Extrait source:
************

Les premières tentatives d’imprimer des textes contenant des caractères chinois commencent dès les années 1570 en Espagne et au Portugal. Plusieurs éditeurs dans différents pays vont ensuite relever le défi, mais c’est en France, au XVIIIe siècle, qu’une entreprise d’envergure se met en place pour pouvoir réaliser une fonte complète des caractères mobiles chinois…

Les auteurs ibériques

Le problème de l’impression du chinois en Europe se pose dans les dernières décennies du XVIe siècle, une fois que les Portugais s’installent à Goa, puis au Japon et à Macao, et les Espagnols aux Philippines. Considéré comme le premier imprimé européen présentant des caractères orientaux, le Cartas que os padres… (1570) est imprimé au Portugal, à Coimbra. Le même titre est publié à Evore en 1598. Seulement quelques années plus tard (1577) paraît en Espagne le Discurso de la navegacion… de Bernardino de Escalante (1537-1605), qui inclut quelques types chinois – ils sont maladroits, mais véritablement insérés dans le texte occidental. Ils seront repris par Joan González de Mendoça (1545-1618) dans son Historia de las cosas mas notables, ritos y costumbres del gran reyno de la China (1585), véritable best-seller traduit en plusieurs langues qui va les répandre, ouvrant aux expérimentations et aux reprises dans plusieurs pays d’Europe : la BNF conserve aussi l’édition italienne de l’ouvrage, imprimé à Rome en 1586. Dans les deux éditions, les trois caractères chinois occupent, en hauteur, un espace correspondant à deux lignes des lettres occidentales. Leur présence dans le texte sur la Chine dans le Theatrum Orbis Terrarum, imprimé par Plantin à Anvers en 1584, vient compléter la représentation cartographique de l’Empire chinois. Une autre monographie d’un auteur portugais, l’Imperio de la China… de Alvaro Semedo (1586-1658), inclut trois caractères dans son édition italienne (Relatione della Grande Monarchia della Cina, 1643, « Della Lingua, e Lettere », ch. VI, p. 46) encore une fois de grande taille par rapport aux types occidentaux. Ce fait signale les difficultés rencontrées pour faire des caractères chinois de petite taille.

************

Consigne: Relevez toutes les villes où, d'après l'extrait sur l'impression des caractères chinois, un ouvrage a été imprimé ou publié, avec l'année donnée pour chacune.

Lignes de données:
************

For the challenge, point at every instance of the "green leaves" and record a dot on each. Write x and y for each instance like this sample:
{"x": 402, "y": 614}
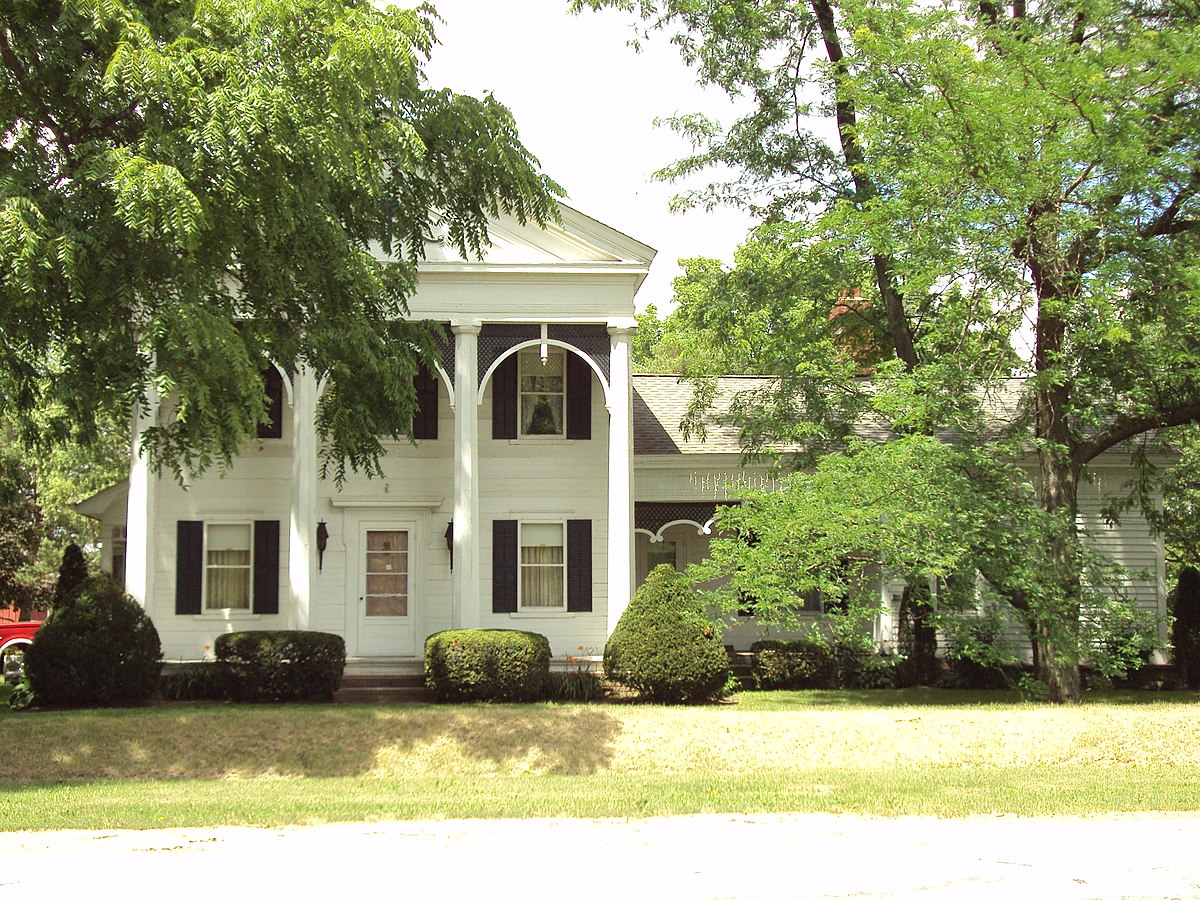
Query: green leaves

************

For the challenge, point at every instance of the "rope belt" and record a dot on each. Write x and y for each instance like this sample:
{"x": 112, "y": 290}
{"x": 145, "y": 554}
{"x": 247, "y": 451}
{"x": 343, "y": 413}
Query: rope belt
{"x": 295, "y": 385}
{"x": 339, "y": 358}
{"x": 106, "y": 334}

************

Corrigé: Coimbra (1570), Evore (1598), Anvers (1584), Rome (1586)